BRIEF> From the first line to the last, output the data exactly as it stands, minus its pictures.

Point localization data
'''
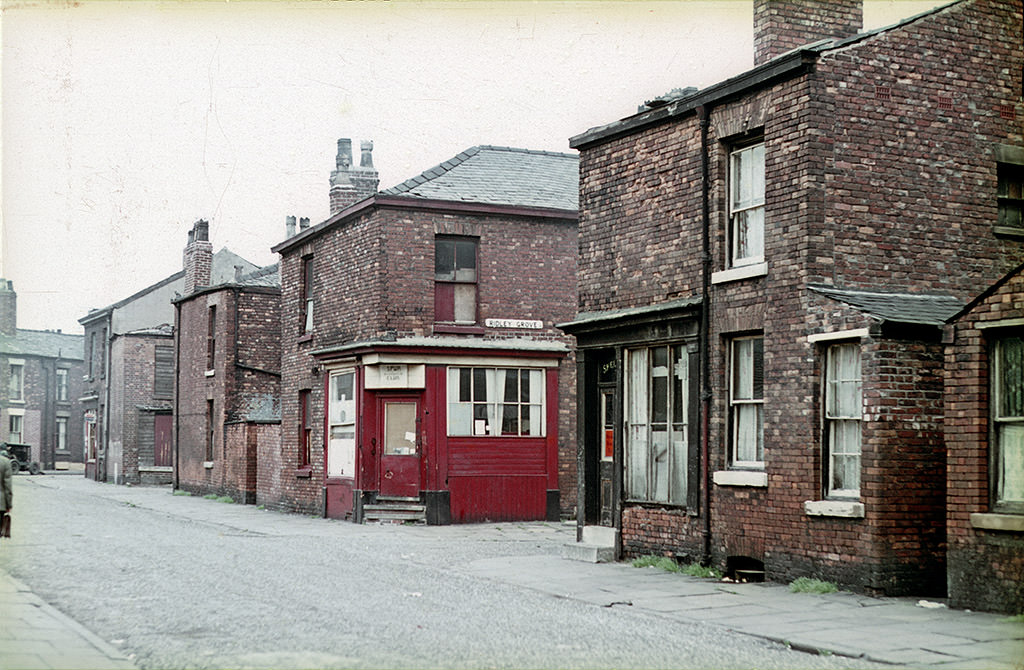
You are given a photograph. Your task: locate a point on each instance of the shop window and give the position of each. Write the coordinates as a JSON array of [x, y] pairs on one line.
[[306, 297], [843, 408], [305, 428], [15, 382], [656, 408], [61, 390], [455, 281], [747, 205], [1008, 423], [747, 402], [341, 420], [496, 402]]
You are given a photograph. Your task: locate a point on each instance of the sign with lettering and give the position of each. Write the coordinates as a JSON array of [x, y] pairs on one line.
[[513, 323]]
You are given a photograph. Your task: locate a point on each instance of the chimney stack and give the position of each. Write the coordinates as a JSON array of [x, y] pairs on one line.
[[781, 26], [8, 308], [350, 184], [198, 257]]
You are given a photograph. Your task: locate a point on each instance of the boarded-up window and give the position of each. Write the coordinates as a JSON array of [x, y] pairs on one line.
[[163, 372]]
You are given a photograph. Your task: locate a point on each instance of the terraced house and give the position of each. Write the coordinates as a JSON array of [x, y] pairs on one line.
[[763, 290], [422, 375]]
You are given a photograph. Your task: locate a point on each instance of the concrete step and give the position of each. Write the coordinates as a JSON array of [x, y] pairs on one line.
[[394, 512], [590, 553]]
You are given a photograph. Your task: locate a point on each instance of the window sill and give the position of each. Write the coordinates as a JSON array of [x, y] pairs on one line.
[[1010, 522], [453, 328], [741, 273], [840, 508], [1011, 232], [740, 478]]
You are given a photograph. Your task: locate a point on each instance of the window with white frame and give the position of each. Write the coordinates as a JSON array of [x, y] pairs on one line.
[[843, 416], [496, 402], [341, 424], [15, 423], [61, 384], [1008, 423], [15, 382], [656, 408], [747, 205], [747, 402], [61, 430]]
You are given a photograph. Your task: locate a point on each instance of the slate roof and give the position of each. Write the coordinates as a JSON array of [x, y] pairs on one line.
[[898, 307], [500, 175], [43, 343]]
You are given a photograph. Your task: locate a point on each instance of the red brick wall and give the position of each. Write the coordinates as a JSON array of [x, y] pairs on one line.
[[986, 567], [374, 278]]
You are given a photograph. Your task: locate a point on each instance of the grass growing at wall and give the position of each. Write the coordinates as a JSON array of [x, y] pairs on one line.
[[670, 566], [809, 585]]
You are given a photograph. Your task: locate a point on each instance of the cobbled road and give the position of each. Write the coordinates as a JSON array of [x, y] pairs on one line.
[[183, 582]]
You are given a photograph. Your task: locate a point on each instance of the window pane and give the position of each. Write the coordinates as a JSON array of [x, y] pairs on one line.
[[1011, 463]]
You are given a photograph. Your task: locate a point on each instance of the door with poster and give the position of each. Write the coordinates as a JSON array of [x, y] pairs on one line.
[[341, 425], [399, 430]]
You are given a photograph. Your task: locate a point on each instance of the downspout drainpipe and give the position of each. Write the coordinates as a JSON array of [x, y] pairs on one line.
[[177, 392], [702, 115]]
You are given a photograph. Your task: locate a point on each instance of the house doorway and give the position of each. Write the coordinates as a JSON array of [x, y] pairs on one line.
[[399, 468]]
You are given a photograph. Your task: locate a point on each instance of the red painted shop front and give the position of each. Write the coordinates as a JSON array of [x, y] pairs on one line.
[[473, 437]]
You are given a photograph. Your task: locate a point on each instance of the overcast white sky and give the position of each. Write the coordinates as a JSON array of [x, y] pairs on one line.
[[124, 122]]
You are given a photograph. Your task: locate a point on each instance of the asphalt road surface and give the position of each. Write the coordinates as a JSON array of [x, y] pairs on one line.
[[182, 582]]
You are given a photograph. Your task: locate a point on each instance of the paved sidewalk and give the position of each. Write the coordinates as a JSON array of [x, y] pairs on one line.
[[897, 631], [35, 635]]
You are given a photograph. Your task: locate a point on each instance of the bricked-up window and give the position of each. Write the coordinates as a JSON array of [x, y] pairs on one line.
[[61, 391], [305, 428], [656, 408], [14, 424], [209, 430], [306, 297], [843, 417], [341, 419], [61, 430], [496, 402], [455, 280], [747, 205], [1011, 196], [163, 372], [15, 382], [747, 402], [211, 336], [1008, 423]]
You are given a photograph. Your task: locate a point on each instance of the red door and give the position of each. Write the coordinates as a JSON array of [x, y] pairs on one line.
[[399, 470], [162, 438]]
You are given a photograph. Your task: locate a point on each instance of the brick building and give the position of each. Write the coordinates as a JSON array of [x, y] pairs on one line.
[[984, 428], [128, 387], [227, 381], [422, 375], [40, 386], [765, 268]]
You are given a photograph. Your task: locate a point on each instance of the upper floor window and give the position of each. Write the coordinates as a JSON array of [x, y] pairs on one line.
[[61, 389], [656, 408], [1011, 196], [496, 402], [455, 280], [306, 297], [1008, 423], [211, 336], [15, 387], [843, 416], [747, 402], [747, 205]]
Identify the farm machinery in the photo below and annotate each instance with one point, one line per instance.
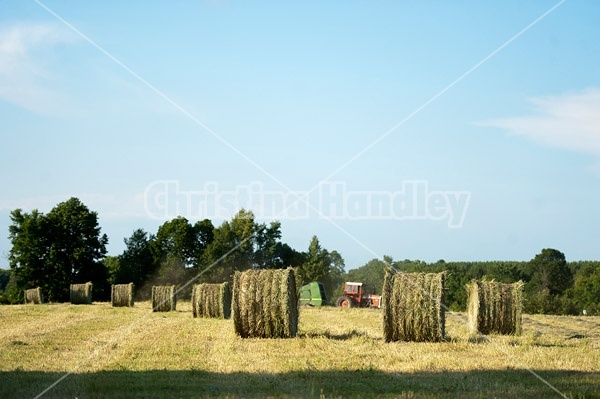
(354, 296)
(313, 294)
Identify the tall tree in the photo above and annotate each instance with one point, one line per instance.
(63, 247)
(317, 264)
(137, 262)
(267, 254)
(549, 271)
(232, 247)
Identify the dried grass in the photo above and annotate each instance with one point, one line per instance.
(34, 296)
(164, 298)
(122, 295)
(211, 300)
(81, 294)
(495, 308)
(265, 303)
(412, 307)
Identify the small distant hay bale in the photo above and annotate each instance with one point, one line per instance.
(495, 308)
(34, 296)
(81, 294)
(211, 300)
(265, 303)
(413, 307)
(164, 298)
(122, 295)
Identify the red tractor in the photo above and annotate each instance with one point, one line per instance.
(354, 296)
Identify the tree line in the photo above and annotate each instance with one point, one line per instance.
(553, 285)
(66, 246)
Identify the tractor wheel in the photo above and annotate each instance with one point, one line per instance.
(344, 302)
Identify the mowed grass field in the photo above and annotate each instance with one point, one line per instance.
(105, 352)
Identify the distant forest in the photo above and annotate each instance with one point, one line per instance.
(66, 246)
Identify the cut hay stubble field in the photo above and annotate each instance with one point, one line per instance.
(134, 353)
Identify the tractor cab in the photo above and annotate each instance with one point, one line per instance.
(354, 295)
(353, 291)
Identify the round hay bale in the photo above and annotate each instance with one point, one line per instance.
(34, 296)
(164, 298)
(413, 307)
(265, 304)
(495, 308)
(211, 300)
(81, 294)
(121, 295)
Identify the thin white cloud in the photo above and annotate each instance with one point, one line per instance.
(570, 121)
(28, 77)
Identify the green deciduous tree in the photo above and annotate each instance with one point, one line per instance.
(317, 263)
(232, 248)
(549, 271)
(55, 250)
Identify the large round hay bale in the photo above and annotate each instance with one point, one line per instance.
(265, 304)
(211, 300)
(164, 298)
(413, 307)
(121, 295)
(495, 308)
(34, 296)
(81, 294)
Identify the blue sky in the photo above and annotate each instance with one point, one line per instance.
(496, 106)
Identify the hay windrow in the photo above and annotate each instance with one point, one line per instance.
(164, 298)
(265, 303)
(495, 308)
(211, 300)
(122, 295)
(412, 307)
(81, 294)
(34, 296)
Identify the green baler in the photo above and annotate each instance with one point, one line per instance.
(313, 294)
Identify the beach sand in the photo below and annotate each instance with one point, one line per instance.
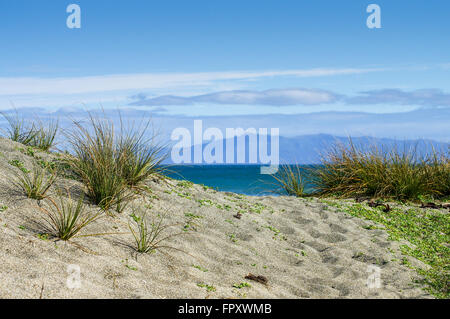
'''
RESPONSE TO THE TASK>
You are given a photograph. Your task: locate a point on each instance of the shop window and give the position of each. Write the coordinates as a JSON array of [x, y] pairs on one line.
[[306, 297], [843, 408], [305, 428], [15, 382], [656, 408], [61, 390], [455, 281], [747, 205], [1008, 423], [747, 402], [341, 420], [496, 402]]
You are given a photograph. Your task: locate a point on each instance of the sign with lettering and give the position of each. Write the coordinates as a JSON array of [x, y] pairs on one line.
[[513, 323]]
You are given a photograph. Your task: locate a point on each instance of the chimney stack and give the position of each. Write the coordinates as a JSON array of [x, y] pairs on one line.
[[781, 26], [8, 308], [350, 184], [198, 257]]
You are given a photograph. Your task: locate a point on each instance of the boarded-up window and give the position of each. Write the coordinates as a JSON array of [x, y] pairs on one line.
[[163, 372]]
You are given a photograph. Your task: locate a point on each instance of the terraced house and give the position of each. Write the coordinates as a JSON array of [x, y] pairs on one line.
[[763, 290], [422, 375]]
You are given a photograph. Your task: locate a point on each instance of the concrete step and give the position of each. Write the coordinates as a JSON array of [x, y] pairs on one line.
[[394, 512], [590, 553]]
You are given a photograph. Your task: locate a point on each instance of the window sill and give the position of each. Write the coordinates as a JSON array of [x, y] pairs on one line.
[[1010, 522], [453, 328], [741, 273], [840, 508], [1011, 232], [740, 478]]
You are given a photograph. Your task: locate a point on each instance of the window with white frame and give the position of each. Write the coordinates as a JSON array of [x, y] pairs on one line.
[[843, 416], [496, 402], [341, 424], [15, 423], [61, 384], [1008, 423], [15, 382], [656, 408], [747, 205], [747, 402], [61, 430]]
You are given a photograph. Your task: locate a point on each instance of the slate roof and give the position of each. Write the coordinates as a JSON array of [x, y] pairs on one line.
[[898, 307], [500, 175], [43, 343]]
You are given a photograph. Your task: locate a point on each instance of the red brick wall and give the position of each. Write the coordinates as a JSON array of [x, y] pairs on one line.
[[986, 567], [374, 278]]
You are given a photograph. Your task: locate a point on each instance of the grass growing at wall and give the position of each. Write the coordinates as a JSON array of [x, y] pairs on one line.
[[670, 566], [809, 585]]
You are given a photograph. Your task: locate a point on each instance of the cobbled road and give the position of each. Write the coordinates as a JSON array of [x, y] pairs on one line.
[[183, 582]]
You are given a photograph. Your task: locate a point on each instance of the window pane and give the position of each. Write the coordinates as a JSON array of [x, y] pairs on one line.
[[1011, 463]]
You are given a photograph. Your task: locate a point on each instance of the door with poster and give the position of each. Write the coordinates as a JSON array of [x, y] pairs on one line.
[[341, 425], [399, 430]]
You are given a photograph. Your task: locate a point on each instance of the downspout drainpipe and give the position of each. Write the coordinates as a JSON array of [x, y] pairs on one line.
[[177, 392], [702, 115]]
You are given a photograph. Your task: locate a point on each instance of the house doorway and give the position of each. Write the coordinates as a JSON array of [x, y] pairs on one line.
[[399, 468]]
You are given a photograph. Your task: locate a point on each instance of the red painted shop front and give the position of each. Write the coordinates as a JSON array of [x, y] pairs on one line.
[[473, 437]]
You are given a photograph. Your task: locate a point on each instance of the overcast white sky and give the position of each. Write the coordinates as a JSON array of [x, y] pairs on one line.
[[124, 122]]
You are given a photograph. Your task: locate a point on each instance of the asphalt road surface and give the position of each. Write the coordinates as a JSON array of [x, y] pairs on one line.
[[182, 582]]
You are given a photograph. Your task: locate a point on each instance of the paved sidewalk and give the position of each. Write the coordinates as a JSON array of [x, y] pairs on one line.
[[897, 631], [35, 635]]
You are given a photograph. Your task: locate a point on each instance of the bricked-up window and give the position of each. Write the coordinates as a JSON array of [x, y] pairs on one line.
[[61, 391], [305, 428], [656, 408], [14, 424], [209, 430], [306, 297], [843, 417], [341, 419], [61, 430], [496, 402], [455, 280], [747, 205], [1011, 196], [163, 372], [15, 382], [747, 402], [211, 336], [1008, 423]]
You are given a photograph. Your task: locate a point on each instance of the red door and give the position of each. Write the coordinates as a JSON array of [x, y] pairs on one line.
[[399, 470], [162, 438]]
You are given a photograph. Your task: locate a point on each instance of the brick building and give the position of each. Write the coordinates as a JSON array of [x, y] pairs on one line.
[[984, 428], [128, 387], [227, 381], [422, 375], [40, 386], [765, 268]]
You are given a photograph. Your task: locate a point on each instance of the upper floor window and give the position of each. Write the coordinates as a JSON array of [x, y] pairs on one line.
[[61, 389], [656, 408], [1011, 196], [496, 402], [455, 280], [306, 297], [1008, 423], [211, 336], [15, 387], [843, 416], [747, 402], [747, 205]]
Identify the farm machinery in the photo below and annotate each instance with one point, one line per instance.
(354, 296)
(313, 294)
Identify the tall tree in the photo above and annotate each instance with one point, one line per instance.
(63, 247)
(317, 264)
(137, 262)
(267, 254)
(549, 271)
(232, 247)
Identify the dried grass in the photo above and annotate each instance with one point, one line per instance.
(34, 296)
(164, 298)
(122, 295)
(211, 300)
(81, 294)
(495, 308)
(265, 303)
(412, 307)
Identify the small distant hay bale in the photo above and annotate each instance with one point, one line per instance.
(495, 308)
(34, 296)
(81, 294)
(211, 300)
(265, 303)
(413, 307)
(164, 298)
(122, 295)
Identify the red tractor in the photo above and annotate each instance with one point, one line per instance.
(354, 296)
Identify the tree line in the photo above and annotate each instance with one point, one line per instance.
(553, 285)
(66, 246)
Identify the tractor wheel in the photo above and annotate each instance with one point, one line per instance.
(344, 302)
Identify the mowed grass field in the photo above and annotate each instance with one point, one line per instance.
(105, 352)
Identify the distant forest in the photo above and annotate each instance with one point, one line per instance.
(66, 246)
Identify the cut hay stubble field in the photo above and annotate each instance with one point, one line per instance.
(134, 353)
Identify the tractor cab in the photo above and annotate each instance with one point, one line per instance.
(354, 295)
(353, 291)
Identify the round hay bale in the photo above and annotate each instance with one point, one line per instance.
(34, 296)
(164, 298)
(413, 307)
(265, 304)
(495, 308)
(211, 300)
(81, 294)
(121, 295)
Identify the thin white cloud in the photo above and annotate each instance with one point, one line per instance.
(570, 121)
(28, 77)
Identify the green deciduous tree in the photo above and annotate each instance with one point, one line per instance.
(317, 263)
(232, 248)
(549, 271)
(55, 250)
Identify the large round hay bale in the photo above and annotate each instance with one point, one line per instance.
(265, 304)
(211, 300)
(164, 298)
(413, 307)
(121, 295)
(495, 308)
(34, 296)
(81, 294)
Identify the blue sky in the photo above and annotate each instance with one point, one line per instance.
(496, 106)
Identify the hay windrow in the photo above and annotate each instance with one point, one line per instance.
(164, 298)
(265, 303)
(495, 308)
(211, 300)
(122, 295)
(412, 307)
(81, 294)
(34, 296)
Identify the green baler in the photo above and annotate each instance with one point, one line per instance.
(313, 294)
Identify the beach sand in the photo below and annotate each instance with one point, one line per instance.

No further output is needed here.